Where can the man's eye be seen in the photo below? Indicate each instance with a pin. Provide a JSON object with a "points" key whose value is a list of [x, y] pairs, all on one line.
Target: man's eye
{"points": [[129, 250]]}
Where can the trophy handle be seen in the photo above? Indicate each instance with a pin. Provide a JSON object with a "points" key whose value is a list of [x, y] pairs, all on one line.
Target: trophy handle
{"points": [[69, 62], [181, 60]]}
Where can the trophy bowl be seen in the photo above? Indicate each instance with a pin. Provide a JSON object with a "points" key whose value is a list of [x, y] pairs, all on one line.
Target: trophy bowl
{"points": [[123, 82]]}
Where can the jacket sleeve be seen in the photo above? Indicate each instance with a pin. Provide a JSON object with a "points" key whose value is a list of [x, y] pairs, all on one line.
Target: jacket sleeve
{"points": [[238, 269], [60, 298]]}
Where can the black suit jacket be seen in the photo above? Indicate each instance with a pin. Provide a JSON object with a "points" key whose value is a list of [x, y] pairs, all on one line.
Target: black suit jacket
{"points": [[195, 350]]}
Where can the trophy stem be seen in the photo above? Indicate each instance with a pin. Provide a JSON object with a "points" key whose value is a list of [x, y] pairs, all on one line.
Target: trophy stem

══════════

_Exercise directions_
Count the lines of the data that hold the string "stem". The answer should be that number alone.

_Expected answer_
2